= Problem details =
Show each line below that contains the word "robe".

--- Begin Available data ---

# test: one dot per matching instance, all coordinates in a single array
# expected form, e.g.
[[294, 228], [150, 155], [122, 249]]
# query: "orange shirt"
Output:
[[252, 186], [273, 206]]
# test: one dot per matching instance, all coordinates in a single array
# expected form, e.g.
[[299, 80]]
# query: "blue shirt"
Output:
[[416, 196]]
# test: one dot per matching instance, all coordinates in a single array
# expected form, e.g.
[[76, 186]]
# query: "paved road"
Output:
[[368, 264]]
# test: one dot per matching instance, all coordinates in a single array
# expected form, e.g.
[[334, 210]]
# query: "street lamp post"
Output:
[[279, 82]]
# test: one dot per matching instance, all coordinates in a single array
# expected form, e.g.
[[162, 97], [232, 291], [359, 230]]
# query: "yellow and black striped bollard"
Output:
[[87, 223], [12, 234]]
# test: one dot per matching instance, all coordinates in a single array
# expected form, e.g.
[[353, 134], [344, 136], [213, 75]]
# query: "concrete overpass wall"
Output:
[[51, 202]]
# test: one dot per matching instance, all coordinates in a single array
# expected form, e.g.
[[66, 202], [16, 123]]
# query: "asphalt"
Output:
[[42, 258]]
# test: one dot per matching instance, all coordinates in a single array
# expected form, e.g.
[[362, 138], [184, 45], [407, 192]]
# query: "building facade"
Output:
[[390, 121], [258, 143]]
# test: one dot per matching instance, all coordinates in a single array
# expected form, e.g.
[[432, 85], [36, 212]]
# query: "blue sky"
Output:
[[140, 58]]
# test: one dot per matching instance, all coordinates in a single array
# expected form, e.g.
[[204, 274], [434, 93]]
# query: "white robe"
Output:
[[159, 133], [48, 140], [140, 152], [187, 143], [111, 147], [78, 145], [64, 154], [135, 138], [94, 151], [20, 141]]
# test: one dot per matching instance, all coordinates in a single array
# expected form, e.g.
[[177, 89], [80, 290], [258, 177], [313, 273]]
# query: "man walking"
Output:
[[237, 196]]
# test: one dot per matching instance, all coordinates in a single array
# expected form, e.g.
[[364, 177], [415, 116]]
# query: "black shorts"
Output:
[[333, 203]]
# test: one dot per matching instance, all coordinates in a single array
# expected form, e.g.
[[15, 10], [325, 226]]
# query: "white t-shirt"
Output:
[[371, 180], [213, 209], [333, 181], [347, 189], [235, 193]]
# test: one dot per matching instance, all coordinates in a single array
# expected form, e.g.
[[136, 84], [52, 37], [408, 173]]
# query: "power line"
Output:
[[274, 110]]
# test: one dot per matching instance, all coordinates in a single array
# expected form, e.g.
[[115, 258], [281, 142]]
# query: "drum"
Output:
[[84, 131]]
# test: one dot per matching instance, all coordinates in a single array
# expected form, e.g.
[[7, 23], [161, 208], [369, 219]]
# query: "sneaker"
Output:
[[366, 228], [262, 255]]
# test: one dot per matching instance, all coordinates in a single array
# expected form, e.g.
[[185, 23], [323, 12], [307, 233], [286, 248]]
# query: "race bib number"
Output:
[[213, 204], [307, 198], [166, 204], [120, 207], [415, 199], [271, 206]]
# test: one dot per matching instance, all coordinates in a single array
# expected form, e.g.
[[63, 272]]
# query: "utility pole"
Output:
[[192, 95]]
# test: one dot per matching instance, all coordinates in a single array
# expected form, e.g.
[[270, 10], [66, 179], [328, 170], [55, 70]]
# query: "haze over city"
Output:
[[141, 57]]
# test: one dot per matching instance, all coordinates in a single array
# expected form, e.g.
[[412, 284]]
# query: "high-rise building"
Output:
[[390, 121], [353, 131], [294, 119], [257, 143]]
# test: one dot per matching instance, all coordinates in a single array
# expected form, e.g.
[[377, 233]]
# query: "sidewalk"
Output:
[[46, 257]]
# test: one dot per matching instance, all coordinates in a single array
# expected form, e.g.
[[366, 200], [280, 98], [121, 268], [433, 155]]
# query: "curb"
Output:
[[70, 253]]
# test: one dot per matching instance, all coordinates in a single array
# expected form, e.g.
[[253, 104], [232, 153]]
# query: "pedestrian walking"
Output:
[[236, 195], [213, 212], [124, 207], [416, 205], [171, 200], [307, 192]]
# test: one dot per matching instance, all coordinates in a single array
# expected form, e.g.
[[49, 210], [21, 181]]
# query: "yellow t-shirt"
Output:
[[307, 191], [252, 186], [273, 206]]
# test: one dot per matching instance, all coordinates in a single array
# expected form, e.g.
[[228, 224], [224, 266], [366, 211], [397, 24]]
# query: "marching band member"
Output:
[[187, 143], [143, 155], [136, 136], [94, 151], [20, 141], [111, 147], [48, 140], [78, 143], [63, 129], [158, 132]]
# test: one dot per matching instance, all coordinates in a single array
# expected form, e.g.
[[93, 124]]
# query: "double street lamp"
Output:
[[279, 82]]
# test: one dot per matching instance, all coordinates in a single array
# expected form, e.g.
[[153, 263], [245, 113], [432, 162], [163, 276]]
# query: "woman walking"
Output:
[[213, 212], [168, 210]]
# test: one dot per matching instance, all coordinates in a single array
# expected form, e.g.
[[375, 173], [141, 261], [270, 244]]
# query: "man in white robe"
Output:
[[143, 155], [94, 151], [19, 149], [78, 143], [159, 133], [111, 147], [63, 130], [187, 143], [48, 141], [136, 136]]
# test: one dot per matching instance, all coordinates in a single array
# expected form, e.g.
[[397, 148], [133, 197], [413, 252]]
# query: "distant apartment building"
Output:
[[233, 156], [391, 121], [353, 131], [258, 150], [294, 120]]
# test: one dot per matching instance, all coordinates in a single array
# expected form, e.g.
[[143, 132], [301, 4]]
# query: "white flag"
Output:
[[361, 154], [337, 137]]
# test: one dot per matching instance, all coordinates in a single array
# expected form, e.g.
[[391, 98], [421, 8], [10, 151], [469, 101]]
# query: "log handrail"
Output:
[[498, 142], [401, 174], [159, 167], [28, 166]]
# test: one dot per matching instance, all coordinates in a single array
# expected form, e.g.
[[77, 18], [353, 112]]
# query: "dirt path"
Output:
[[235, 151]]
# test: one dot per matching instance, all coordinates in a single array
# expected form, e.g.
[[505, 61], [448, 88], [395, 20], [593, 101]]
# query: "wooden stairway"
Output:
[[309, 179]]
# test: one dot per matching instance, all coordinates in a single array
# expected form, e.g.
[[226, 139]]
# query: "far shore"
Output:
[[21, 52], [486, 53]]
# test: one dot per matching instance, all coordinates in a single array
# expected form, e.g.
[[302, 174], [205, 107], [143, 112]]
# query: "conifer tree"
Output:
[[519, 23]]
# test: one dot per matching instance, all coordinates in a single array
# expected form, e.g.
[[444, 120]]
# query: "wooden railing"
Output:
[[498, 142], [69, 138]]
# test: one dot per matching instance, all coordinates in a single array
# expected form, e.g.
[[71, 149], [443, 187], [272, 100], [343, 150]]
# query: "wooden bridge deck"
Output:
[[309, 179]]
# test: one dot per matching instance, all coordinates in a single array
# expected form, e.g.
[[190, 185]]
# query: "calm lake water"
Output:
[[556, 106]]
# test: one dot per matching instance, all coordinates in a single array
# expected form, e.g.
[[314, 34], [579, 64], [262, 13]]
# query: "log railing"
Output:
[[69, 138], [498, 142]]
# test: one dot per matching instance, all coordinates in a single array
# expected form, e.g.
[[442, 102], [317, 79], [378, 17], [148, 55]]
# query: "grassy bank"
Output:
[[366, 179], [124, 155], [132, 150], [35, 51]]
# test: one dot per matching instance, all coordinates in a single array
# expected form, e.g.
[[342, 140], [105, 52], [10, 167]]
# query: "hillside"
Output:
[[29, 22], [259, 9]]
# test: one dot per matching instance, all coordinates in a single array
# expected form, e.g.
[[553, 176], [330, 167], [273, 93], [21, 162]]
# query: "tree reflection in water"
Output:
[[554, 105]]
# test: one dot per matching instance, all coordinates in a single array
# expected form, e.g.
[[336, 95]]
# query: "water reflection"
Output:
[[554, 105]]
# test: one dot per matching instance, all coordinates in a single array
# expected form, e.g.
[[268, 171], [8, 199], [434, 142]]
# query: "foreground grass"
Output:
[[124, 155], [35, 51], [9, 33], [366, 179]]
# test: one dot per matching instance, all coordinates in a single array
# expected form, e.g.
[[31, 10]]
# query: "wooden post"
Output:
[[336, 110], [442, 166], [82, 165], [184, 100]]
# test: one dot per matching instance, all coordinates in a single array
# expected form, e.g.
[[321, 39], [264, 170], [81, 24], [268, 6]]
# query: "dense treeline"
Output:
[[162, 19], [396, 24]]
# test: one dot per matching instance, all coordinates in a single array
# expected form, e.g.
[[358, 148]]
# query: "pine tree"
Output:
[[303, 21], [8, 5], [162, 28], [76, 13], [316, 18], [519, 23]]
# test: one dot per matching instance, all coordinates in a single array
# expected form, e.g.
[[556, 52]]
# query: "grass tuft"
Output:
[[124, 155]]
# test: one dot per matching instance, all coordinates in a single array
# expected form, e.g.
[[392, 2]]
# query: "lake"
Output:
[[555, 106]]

--- End Available data ---

= Solution to this exercise =
# query: "white robe"
# query: "man in white robe"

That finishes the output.